- Dataset content
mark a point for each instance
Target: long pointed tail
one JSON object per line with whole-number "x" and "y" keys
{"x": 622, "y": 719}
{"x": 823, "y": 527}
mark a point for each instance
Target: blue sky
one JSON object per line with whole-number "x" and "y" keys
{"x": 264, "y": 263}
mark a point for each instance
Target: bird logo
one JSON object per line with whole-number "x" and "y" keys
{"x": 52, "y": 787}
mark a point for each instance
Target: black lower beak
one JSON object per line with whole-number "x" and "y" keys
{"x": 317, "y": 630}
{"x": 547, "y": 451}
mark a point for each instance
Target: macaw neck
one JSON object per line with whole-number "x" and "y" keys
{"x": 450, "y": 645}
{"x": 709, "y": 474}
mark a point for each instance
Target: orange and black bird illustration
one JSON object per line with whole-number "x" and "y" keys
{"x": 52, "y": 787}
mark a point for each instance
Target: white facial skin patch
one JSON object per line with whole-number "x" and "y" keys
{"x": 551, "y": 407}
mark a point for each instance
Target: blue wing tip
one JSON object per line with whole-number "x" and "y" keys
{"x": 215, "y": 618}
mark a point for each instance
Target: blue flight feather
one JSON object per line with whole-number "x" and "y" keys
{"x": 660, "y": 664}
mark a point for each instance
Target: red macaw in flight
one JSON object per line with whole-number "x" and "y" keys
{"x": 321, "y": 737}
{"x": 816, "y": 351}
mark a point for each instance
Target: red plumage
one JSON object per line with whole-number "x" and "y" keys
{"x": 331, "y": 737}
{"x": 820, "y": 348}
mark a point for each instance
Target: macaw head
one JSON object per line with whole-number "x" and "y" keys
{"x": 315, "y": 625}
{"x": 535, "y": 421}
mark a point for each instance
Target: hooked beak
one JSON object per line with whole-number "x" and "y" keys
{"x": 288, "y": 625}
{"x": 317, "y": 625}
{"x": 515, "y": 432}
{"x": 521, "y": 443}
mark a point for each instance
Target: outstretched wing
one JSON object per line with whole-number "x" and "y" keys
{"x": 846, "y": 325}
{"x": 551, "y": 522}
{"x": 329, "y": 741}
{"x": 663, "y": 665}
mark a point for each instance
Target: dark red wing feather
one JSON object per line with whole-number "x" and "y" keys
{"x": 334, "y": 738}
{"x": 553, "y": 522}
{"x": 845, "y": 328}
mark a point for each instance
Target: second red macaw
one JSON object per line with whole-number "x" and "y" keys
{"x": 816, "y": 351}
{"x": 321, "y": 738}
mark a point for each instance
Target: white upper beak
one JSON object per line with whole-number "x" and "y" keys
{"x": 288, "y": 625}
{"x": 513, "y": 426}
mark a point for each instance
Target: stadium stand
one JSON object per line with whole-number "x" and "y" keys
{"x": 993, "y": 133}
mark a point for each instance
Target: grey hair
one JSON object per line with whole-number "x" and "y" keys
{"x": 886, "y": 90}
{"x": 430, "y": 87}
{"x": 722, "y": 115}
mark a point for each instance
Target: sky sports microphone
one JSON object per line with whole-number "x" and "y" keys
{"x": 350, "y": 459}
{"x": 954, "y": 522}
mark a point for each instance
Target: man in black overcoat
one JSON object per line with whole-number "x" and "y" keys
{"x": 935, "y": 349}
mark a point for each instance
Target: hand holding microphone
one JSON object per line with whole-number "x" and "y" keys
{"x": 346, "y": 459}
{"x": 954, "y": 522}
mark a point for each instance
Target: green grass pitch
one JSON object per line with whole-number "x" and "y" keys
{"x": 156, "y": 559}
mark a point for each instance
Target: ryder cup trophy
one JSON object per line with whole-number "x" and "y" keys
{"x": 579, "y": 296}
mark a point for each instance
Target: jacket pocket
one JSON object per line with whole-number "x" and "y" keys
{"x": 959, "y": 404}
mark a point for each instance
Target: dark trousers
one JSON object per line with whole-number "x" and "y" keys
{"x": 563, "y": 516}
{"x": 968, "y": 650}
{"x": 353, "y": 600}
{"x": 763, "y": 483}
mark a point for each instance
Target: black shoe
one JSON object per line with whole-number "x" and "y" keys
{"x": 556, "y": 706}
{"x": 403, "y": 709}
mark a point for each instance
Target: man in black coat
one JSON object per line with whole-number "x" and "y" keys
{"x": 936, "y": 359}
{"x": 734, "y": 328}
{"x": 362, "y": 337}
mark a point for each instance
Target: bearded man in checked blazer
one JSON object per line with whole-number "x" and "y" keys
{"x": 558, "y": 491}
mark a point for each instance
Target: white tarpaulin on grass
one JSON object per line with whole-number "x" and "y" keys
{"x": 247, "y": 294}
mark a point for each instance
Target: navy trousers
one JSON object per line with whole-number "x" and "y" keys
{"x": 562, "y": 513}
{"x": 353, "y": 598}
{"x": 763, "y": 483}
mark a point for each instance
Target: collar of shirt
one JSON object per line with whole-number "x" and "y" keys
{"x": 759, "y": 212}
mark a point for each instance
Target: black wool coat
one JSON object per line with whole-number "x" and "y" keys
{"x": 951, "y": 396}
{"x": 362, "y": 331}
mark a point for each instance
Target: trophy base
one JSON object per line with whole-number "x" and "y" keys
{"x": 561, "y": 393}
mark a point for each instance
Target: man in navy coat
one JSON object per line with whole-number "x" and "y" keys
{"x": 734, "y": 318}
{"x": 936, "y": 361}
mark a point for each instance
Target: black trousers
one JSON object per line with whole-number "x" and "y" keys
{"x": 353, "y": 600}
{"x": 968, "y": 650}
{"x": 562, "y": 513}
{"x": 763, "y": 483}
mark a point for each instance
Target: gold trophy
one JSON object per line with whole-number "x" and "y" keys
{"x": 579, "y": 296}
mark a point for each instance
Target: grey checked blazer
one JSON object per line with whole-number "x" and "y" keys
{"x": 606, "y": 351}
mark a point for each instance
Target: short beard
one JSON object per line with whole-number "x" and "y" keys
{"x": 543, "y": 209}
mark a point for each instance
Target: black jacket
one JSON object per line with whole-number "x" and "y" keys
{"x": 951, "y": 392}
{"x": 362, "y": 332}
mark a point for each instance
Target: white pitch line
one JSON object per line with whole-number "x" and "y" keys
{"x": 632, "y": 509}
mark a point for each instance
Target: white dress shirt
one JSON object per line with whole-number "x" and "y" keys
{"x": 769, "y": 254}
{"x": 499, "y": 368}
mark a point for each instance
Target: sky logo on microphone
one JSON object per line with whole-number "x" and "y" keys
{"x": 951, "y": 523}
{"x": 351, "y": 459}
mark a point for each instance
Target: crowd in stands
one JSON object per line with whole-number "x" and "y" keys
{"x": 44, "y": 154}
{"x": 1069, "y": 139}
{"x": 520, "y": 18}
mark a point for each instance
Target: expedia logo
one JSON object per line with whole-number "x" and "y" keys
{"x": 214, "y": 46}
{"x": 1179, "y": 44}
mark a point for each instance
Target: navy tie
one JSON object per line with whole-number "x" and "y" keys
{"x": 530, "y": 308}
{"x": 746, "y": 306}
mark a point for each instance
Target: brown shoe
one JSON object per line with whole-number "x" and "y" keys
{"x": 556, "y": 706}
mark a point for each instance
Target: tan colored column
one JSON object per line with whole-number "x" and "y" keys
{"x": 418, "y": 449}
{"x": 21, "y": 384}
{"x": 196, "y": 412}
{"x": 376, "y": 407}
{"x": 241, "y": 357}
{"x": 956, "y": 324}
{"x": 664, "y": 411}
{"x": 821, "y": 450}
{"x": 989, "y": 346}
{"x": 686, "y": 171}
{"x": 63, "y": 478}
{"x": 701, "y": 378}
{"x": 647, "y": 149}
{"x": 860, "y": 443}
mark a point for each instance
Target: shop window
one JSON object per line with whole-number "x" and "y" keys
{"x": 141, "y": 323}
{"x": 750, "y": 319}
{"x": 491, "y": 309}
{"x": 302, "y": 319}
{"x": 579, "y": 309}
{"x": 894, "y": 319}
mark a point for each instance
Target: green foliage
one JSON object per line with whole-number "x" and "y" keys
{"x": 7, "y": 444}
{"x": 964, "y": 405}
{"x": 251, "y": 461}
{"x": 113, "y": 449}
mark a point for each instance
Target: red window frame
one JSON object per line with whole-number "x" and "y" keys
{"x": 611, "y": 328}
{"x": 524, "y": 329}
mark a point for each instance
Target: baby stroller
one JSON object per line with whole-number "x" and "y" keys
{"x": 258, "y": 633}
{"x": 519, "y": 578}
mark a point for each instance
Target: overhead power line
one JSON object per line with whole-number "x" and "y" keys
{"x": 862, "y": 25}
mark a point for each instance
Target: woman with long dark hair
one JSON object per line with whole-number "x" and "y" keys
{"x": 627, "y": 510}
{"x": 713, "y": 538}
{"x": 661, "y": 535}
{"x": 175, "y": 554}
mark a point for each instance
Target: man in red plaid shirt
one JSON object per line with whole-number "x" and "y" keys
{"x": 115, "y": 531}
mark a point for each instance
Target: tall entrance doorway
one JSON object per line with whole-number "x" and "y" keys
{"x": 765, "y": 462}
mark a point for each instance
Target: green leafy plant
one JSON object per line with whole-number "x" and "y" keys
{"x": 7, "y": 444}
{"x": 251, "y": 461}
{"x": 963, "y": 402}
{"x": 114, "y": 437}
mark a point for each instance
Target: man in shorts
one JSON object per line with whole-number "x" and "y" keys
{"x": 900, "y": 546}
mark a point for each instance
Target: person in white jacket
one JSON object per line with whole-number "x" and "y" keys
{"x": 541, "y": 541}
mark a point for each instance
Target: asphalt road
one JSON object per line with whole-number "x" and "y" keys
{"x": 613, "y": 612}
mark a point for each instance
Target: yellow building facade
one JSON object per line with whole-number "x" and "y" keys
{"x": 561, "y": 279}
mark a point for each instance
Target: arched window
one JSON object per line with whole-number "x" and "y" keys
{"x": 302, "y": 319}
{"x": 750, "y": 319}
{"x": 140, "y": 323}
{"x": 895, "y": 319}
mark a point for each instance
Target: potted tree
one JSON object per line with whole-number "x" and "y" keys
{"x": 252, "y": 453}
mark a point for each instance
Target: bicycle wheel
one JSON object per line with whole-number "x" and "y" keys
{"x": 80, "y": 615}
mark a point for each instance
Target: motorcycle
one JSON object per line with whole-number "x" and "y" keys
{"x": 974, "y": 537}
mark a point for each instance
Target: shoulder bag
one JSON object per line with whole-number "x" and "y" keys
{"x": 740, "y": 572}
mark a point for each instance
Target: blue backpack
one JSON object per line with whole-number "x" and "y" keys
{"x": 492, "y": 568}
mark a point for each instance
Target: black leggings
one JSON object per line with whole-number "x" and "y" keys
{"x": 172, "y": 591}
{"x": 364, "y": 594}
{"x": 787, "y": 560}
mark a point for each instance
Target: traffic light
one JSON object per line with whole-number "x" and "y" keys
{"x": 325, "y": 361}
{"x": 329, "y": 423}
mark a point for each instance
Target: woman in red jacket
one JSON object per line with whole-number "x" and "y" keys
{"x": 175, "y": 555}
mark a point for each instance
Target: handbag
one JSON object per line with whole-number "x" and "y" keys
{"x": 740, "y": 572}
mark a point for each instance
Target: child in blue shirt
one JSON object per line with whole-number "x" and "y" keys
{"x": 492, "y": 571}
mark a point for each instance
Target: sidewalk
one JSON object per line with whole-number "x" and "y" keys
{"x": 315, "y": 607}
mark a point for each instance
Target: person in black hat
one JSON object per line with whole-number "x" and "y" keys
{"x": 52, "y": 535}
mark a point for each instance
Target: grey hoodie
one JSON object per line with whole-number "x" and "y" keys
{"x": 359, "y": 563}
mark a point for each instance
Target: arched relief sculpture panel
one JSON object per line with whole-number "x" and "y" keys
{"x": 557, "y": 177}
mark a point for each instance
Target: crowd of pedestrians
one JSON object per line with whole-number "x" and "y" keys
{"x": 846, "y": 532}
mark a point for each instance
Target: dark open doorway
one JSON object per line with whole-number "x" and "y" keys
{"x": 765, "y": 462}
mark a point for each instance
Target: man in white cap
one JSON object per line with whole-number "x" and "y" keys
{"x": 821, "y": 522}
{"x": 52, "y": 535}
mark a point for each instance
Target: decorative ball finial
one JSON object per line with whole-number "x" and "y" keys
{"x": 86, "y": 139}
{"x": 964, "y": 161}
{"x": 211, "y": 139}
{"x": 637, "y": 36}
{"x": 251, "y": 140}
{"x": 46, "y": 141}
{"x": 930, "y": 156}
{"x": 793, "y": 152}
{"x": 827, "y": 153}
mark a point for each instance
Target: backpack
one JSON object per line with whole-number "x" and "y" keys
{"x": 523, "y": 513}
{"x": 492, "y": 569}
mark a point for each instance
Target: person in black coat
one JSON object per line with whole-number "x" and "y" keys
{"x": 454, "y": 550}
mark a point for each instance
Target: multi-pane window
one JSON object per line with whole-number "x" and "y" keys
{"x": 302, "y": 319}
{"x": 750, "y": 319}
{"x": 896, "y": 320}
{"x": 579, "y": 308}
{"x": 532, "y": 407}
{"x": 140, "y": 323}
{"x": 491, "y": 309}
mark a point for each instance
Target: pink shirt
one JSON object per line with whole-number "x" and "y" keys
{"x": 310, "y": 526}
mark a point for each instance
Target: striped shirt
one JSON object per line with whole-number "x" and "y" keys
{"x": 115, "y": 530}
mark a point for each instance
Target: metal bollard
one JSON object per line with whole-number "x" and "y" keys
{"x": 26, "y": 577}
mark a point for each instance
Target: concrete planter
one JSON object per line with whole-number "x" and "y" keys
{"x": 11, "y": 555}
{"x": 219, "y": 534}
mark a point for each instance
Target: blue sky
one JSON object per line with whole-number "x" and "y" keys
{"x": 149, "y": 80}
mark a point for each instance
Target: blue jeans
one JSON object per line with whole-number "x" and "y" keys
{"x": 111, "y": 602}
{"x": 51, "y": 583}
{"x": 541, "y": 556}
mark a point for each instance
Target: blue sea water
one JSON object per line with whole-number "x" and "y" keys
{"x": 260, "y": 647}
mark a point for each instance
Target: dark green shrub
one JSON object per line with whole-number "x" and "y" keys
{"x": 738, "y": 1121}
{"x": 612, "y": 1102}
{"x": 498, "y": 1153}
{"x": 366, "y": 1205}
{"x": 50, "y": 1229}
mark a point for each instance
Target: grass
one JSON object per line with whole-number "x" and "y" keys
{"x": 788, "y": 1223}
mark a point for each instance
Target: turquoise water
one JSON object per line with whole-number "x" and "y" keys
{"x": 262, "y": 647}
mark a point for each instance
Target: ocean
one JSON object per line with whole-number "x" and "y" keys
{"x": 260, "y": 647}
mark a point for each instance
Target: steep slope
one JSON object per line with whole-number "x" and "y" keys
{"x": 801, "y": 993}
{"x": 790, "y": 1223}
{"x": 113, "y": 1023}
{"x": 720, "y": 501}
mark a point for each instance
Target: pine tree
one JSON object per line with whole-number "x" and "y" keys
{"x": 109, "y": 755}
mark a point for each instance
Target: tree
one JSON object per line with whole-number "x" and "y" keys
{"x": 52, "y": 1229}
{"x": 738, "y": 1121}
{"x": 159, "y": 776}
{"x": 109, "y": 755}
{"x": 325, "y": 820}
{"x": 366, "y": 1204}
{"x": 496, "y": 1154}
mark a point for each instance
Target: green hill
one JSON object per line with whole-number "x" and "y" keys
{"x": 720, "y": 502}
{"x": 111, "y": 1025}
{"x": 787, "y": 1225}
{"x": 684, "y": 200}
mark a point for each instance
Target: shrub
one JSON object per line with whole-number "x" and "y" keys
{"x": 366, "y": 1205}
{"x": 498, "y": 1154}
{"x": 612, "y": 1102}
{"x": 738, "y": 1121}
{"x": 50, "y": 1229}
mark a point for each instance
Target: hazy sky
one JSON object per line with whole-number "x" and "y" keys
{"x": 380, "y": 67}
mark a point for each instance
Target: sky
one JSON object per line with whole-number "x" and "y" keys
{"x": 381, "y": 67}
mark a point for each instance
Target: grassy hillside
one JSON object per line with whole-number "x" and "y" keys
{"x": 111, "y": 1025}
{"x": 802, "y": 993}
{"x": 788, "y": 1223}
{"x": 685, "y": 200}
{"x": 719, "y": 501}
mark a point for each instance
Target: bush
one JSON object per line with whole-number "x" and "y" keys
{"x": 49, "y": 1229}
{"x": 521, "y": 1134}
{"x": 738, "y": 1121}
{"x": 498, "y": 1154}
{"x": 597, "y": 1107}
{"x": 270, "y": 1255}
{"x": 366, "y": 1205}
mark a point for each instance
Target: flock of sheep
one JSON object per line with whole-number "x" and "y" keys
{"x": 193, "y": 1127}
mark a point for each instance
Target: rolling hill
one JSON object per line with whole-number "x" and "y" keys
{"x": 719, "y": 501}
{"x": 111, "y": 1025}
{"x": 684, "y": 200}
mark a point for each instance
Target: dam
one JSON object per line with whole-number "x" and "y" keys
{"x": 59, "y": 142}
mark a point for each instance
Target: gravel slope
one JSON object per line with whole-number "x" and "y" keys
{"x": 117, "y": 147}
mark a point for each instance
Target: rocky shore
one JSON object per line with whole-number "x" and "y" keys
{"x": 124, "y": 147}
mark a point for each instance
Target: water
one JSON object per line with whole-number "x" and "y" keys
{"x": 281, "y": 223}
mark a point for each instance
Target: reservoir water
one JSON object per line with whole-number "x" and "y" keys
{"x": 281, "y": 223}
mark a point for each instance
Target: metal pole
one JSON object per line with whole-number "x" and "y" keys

- Aim of the exercise
Show every line of the data above that contains the string "shirt", matching case exactly.

- Final answer
Target: collar of shirt
Target: white dress shirt
Target: man in red plaid shirt
Target: child in blue shirt
Target: pink shirt
Target: striped shirt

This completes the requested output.